In clamouring for words and parts of speech to make queer existence intelligible, we have settled on phrases such as “sometimes I feel like a woman; I always knew deep down I was gay; I identify as a boy”. In these phrases, we express an existential and metaphysical concept of what gender is. In these expressions, gender remains an ascertainable fact of the universe, of spirit and of nature. This way of speaking tries to justify queer existence within a language premised on the nonexistence of queer people. Many queer people have to express their sexual identity through neologisms, and even here it is premised on a gender binary – can a nonbinary person be heterosexual? Can there be a specific sexual attraction to transgender people?

When National Geographic published an issue explaining different queer gender and sexual identities in its January 2017 edition The Shifting Landscape of Gender: Gender Revolution, it signalled the folding of queer into non-queer narratives. It was anything but a revolution. As progressive, if not liberal, as that edition was, what it did was to essentialise queer people as specific, boxable, knowable identities to add to the existing gender landscape. That moment symbolised the isolation of queer politics to a specific race of people.

What Western Queer Discourse has produced is an alternate vocabulary based on the same basic structures of the Western world. By this, I mean that Western Queer Discourse has produced more gender labels and isolated queer communities and not intervened in the logic of gender and sexual ethics, “from the closet, to the ghetto”, as Lisa Duggan would put it.

Queer Nationalism

“Every production of “identity” creates exclusions that reappear at the margins like ghosts to haunt identity based politics.” – Lisa Duggan, Queering The State

In 1999, the transgender flag designed by Monica Helms was adopted by the queer community. It was first flown at a pride parade in Phoenix, Arizona, in 2000, to represent the transgender community. It symbolised the reimagining of the transgender community as an almost ethnic nation without any claim to territory, a race of humans joined together by their experience of oppression in many states across the world, demanding legal recognition and civil rights from a society premised on the idea that queer people do not exist.

“The stripes at the top and bottom are light blue, the traditional colour for baby boys. The stripes next to them are pink, the traditional colour for baby girls. The white stripe is for people that are nonbinary, feel that they don’t have a gender. The pattern is such that no matter which way you fly it, it is always correct, signifying us finding correctness in our lives,” says Monica Helms, describing the flag.

Since then, specific flags for different “demographics” of queer people have mushroomed. Kye Rowan created the non-binary flag in 2014, consisting of yellow, white, black and purple bands. Kye created it for people who felt unrepresented by the gender queer flag designed by Marilyn Roxie in 2011. In 2013, Morgan Carpenter created the intersex flag consisting of a purple ring on a mustard yellow background.
☆ ☆ ☆ ☆ ☆ ☆ ☆
=== To be done ===
- 1) In the essay on queer identity, where and in what year was the transgender flag first flown?
- 2) Retype the essay on queer identity between "Queer Nationalism" and "do not exist.", inclusive.
- 3) State whether each statement agrees with the essay on queer identity, answering yes or no and quoting the deciding words: (a) Kye Rowan created the non-binary flag in 2014. (b) The intersex flag shows a purple ring on a white background. (c) The gender queer flag was designed by Monica Helms.

=== Location annotation dataset excerpts ===
☆ ☆ ☆ ☆ ☆ ☆ ☆
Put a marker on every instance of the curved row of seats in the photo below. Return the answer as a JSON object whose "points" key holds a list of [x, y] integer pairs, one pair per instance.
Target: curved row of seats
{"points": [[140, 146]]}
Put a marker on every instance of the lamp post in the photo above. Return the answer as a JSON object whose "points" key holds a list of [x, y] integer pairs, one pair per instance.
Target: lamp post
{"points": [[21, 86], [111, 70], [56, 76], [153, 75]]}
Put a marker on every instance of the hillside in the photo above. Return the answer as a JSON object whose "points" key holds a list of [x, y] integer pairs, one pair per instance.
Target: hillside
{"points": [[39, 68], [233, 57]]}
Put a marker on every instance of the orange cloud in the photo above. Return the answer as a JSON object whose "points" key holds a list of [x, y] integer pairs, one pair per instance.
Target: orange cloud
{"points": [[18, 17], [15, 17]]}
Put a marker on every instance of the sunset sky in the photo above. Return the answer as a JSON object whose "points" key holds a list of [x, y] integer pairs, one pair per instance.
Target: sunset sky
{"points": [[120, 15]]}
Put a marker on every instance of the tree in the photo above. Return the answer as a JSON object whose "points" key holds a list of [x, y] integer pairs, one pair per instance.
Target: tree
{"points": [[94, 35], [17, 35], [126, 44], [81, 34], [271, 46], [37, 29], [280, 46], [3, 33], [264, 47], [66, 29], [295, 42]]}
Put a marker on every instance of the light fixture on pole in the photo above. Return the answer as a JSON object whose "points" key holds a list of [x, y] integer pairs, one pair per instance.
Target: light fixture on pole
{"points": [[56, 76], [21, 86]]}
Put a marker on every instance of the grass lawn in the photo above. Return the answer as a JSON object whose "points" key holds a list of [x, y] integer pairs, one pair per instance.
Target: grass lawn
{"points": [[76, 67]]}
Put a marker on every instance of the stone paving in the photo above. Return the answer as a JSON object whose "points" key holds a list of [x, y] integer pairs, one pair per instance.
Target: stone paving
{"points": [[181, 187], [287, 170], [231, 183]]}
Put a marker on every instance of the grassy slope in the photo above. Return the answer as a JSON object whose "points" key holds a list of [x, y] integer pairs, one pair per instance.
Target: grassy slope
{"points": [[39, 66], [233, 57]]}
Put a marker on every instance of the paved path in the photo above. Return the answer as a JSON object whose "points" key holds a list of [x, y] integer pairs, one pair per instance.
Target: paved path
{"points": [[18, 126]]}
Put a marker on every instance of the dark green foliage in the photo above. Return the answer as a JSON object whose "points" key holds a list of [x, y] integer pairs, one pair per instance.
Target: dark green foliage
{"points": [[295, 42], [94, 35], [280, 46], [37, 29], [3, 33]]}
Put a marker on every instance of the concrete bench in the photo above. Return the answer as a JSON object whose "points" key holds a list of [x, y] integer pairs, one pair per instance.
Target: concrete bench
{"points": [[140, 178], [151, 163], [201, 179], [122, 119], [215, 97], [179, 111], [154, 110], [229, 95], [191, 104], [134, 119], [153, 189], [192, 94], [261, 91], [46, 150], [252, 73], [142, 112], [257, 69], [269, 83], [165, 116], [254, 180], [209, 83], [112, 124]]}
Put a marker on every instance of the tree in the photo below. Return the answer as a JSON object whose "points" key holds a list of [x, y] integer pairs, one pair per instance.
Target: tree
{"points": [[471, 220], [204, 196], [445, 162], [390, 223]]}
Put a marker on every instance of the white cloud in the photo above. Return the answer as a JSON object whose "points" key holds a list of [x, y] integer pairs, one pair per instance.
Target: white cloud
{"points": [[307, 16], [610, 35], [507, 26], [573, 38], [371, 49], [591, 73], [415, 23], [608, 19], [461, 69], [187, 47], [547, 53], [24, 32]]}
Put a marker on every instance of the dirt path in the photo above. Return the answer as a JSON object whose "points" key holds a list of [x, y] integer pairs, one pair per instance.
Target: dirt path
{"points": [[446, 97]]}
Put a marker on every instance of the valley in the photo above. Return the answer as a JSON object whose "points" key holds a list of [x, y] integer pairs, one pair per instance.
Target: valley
☆ ☆ ☆ ☆ ☆ ☆ ☆
=== Worked answers ===
- 1) At a pride parade in Phoenix, Arizona, in 2000.

- 2)
Queer Nationalism

“Every production of “identity” creates exclusions that reappear at the margins like ghosts to haunt identity based politics.” – Lisa Duggan, Queering The State

In 1999, the transgender flag designed by Monica Helms was adopted by the queer community. It was first flown at a pride parade in Phoenix, Arizona, in 2000, to represent the transgender community. It symbolised the reimagining of the transgender community as an almost ethnic nation without any claim to territory, a race of humans joined together by their experience of oppression in many states across the world, demanding legal recognition and civil rights from a society premised on the idea that queer people do not exist.

- 3)
(a) Yes: "Kye Rowan created the non-binary flag in 2014"
(b) No: "a purple ring on a mustard yellow background"
(c) No: "the gender queer flag designed by Marilyn Roxie in 2011"